--- Records supplied Enclosed Below ---

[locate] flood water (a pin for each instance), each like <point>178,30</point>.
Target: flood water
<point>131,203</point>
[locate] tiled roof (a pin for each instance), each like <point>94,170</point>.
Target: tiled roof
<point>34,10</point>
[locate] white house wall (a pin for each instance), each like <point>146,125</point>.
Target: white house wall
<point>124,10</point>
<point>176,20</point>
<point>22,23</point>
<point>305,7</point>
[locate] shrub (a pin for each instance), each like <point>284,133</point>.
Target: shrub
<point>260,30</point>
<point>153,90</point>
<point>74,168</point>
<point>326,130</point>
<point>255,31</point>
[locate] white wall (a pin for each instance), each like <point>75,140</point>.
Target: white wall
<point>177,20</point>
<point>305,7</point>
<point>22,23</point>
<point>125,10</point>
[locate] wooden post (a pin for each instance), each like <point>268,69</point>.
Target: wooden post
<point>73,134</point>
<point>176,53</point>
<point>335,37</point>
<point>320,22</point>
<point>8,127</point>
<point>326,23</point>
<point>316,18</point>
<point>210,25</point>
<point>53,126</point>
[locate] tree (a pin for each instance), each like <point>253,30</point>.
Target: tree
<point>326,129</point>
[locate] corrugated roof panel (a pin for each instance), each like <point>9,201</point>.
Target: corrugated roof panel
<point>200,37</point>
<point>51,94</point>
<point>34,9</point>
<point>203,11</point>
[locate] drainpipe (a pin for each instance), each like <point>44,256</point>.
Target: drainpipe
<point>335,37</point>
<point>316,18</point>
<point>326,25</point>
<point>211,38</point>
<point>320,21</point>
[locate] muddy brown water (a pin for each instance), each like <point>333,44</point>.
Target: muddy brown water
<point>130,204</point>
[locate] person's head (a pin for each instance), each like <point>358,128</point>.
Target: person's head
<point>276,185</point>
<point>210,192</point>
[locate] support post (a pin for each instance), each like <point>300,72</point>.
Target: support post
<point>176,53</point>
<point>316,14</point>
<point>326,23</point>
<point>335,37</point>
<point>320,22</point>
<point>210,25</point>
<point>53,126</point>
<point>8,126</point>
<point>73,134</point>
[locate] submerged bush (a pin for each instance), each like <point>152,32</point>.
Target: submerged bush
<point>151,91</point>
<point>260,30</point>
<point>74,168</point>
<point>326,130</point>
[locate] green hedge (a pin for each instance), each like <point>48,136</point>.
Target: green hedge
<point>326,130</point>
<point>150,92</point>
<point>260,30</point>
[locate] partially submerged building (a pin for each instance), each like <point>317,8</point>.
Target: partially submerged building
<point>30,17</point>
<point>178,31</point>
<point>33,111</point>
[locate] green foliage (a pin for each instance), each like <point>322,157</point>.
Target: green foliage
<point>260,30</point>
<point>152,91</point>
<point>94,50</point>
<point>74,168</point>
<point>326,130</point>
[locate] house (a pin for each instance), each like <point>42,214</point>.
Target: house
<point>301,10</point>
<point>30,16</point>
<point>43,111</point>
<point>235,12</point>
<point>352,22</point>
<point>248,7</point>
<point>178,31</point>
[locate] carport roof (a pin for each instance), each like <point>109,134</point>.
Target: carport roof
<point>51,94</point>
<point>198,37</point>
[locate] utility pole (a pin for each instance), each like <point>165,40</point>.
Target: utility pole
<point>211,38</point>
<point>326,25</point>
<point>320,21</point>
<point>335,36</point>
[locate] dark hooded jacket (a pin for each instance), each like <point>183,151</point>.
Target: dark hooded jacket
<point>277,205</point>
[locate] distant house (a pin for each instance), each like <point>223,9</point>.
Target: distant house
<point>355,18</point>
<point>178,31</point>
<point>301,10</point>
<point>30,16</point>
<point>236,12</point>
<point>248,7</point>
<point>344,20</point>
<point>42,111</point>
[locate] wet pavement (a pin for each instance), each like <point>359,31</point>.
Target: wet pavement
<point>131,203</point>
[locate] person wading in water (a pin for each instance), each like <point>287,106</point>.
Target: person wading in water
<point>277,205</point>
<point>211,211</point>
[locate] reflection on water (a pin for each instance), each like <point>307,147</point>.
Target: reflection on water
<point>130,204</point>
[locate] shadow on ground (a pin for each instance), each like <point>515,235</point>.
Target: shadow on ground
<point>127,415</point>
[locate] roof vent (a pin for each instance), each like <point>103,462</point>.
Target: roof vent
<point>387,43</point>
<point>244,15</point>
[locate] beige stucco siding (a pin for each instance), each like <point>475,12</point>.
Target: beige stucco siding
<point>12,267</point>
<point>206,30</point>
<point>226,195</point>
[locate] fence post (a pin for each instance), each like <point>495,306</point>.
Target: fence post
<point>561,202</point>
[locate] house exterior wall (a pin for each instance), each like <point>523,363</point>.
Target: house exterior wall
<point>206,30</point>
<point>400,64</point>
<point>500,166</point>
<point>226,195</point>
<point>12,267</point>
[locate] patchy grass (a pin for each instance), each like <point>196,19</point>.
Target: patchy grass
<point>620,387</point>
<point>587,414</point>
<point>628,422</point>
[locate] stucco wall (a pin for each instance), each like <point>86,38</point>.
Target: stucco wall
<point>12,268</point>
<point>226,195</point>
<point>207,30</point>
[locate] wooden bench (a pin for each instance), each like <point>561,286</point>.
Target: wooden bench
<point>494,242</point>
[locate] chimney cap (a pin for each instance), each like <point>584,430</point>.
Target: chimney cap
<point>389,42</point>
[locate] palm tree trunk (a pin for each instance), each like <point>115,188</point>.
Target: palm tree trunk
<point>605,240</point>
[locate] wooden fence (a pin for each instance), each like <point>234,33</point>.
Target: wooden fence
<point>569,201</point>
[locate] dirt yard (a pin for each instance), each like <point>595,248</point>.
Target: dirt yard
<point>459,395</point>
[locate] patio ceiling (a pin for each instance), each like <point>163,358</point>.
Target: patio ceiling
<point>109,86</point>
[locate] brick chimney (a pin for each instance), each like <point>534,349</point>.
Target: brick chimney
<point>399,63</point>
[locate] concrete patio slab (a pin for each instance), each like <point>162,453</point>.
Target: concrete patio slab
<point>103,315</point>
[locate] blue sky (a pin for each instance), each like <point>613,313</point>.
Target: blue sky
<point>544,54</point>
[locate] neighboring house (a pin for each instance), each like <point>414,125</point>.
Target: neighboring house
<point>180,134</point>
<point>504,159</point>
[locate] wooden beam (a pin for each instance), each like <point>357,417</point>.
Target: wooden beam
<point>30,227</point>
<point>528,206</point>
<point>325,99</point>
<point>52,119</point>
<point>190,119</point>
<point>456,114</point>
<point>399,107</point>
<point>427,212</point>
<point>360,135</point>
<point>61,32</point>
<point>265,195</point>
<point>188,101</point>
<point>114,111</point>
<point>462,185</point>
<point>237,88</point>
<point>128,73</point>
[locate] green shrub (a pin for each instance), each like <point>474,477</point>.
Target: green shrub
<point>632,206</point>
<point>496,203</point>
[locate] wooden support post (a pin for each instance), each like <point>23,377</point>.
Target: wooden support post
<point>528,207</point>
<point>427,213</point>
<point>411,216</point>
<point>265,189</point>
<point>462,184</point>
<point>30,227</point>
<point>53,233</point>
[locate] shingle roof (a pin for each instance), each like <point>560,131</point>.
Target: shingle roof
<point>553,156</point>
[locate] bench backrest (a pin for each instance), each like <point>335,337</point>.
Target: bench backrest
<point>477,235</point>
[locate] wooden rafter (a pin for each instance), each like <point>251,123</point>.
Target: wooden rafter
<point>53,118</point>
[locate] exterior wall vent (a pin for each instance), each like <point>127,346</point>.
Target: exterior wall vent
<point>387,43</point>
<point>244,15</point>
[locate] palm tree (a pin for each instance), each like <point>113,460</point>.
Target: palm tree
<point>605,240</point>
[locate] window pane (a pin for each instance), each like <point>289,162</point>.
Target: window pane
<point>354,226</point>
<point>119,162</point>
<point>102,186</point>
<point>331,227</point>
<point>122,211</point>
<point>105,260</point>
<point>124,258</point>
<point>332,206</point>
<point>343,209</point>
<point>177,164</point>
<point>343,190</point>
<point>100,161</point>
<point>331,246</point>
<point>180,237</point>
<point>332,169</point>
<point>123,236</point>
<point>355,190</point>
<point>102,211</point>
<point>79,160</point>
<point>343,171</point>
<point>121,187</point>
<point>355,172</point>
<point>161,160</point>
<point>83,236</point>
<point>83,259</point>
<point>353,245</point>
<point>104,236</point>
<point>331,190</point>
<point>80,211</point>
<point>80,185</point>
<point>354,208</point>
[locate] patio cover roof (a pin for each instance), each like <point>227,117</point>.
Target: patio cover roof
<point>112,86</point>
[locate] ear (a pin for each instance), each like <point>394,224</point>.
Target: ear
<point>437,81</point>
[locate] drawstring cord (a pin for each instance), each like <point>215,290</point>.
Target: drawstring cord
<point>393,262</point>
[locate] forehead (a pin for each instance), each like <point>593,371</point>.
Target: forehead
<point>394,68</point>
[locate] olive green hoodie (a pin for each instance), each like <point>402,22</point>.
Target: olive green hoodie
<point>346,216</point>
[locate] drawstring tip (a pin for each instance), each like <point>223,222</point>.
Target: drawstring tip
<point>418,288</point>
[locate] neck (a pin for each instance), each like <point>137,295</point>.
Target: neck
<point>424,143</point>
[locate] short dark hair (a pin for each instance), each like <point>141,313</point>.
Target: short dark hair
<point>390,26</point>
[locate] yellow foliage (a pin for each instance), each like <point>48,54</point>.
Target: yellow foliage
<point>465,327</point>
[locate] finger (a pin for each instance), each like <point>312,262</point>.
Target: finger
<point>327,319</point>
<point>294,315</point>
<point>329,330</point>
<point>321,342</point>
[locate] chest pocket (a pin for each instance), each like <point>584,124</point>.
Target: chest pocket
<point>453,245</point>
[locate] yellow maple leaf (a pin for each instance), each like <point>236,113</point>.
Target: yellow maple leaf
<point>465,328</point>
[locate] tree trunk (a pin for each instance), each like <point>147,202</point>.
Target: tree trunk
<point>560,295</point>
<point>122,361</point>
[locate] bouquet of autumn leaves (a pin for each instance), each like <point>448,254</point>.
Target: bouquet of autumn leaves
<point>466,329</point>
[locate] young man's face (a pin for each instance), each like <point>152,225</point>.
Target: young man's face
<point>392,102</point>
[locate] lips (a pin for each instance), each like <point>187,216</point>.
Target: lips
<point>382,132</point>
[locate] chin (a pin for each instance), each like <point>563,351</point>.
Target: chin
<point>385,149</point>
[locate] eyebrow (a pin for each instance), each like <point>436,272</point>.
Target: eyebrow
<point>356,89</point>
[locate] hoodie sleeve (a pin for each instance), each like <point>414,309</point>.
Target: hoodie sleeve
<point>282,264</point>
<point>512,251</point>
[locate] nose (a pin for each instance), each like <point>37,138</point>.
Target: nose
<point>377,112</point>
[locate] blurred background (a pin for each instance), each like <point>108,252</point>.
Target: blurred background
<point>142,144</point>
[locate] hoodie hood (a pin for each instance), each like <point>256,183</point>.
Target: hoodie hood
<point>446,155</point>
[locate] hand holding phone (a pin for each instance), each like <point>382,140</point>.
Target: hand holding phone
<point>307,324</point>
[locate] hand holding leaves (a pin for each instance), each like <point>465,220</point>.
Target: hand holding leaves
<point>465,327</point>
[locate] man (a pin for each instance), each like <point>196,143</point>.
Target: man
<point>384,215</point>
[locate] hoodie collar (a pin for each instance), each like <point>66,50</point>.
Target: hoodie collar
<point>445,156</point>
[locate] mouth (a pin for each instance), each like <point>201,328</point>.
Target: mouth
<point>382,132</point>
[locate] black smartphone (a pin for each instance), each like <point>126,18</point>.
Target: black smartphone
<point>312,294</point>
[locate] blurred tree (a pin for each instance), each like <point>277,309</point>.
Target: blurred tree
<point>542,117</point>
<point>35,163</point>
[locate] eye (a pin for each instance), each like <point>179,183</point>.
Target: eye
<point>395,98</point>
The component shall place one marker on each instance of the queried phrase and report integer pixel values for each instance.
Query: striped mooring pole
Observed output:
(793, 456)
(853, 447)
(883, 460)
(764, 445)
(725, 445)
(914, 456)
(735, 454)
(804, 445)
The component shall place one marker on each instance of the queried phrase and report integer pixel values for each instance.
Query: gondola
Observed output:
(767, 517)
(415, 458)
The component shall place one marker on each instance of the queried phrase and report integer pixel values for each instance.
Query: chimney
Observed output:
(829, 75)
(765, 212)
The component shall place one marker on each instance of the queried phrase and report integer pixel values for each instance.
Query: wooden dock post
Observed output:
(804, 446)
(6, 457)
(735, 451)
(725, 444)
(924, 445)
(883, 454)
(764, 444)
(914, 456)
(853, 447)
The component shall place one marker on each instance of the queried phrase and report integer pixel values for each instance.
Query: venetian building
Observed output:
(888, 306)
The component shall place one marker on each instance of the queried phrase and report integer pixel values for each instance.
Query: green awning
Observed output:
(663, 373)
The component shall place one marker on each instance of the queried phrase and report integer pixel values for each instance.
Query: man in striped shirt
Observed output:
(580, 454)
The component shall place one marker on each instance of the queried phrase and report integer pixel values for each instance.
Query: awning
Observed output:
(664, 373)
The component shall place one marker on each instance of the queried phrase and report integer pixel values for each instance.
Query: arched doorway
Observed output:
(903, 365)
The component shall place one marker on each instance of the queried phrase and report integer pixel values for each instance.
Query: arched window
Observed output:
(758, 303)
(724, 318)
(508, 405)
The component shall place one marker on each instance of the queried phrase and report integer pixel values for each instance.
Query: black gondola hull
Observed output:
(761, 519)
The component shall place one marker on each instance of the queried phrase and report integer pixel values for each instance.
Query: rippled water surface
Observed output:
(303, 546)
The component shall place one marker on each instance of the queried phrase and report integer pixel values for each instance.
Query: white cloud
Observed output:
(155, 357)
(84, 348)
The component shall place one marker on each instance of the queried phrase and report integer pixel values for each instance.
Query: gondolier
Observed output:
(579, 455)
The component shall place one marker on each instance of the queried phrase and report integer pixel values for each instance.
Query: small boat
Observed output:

--- End of Enclosed Records supplied ---

§ Brief
Reproduce the lines of the entries above from the one with "Target: chimney cap" to the one with "[locate] concrete patio", both included, exactly and without any other line.

§ Result below
Target: chimney cap
<point>389,42</point>
[locate] palm tree trunk (a pin for each instance), each like <point>115,188</point>.
Target: palm tree trunk
<point>605,240</point>
[locate] wooden fence (a pin for each instance), each like <point>234,33</point>.
Target: wooden fence
<point>569,201</point>
[locate] dirt yard (a pin for each instance), each like <point>595,248</point>.
Target: dirt yard
<point>459,395</point>
[locate] patio ceiling (a pin for each instance), each like <point>163,358</point>.
Target: patio ceiling
<point>109,86</point>
[locate] brick chimney (a pin for each instance), each like <point>534,349</point>.
Target: brick chimney
<point>399,63</point>
[locate] concrete patio slab (a pin for each instance), each like <point>162,453</point>.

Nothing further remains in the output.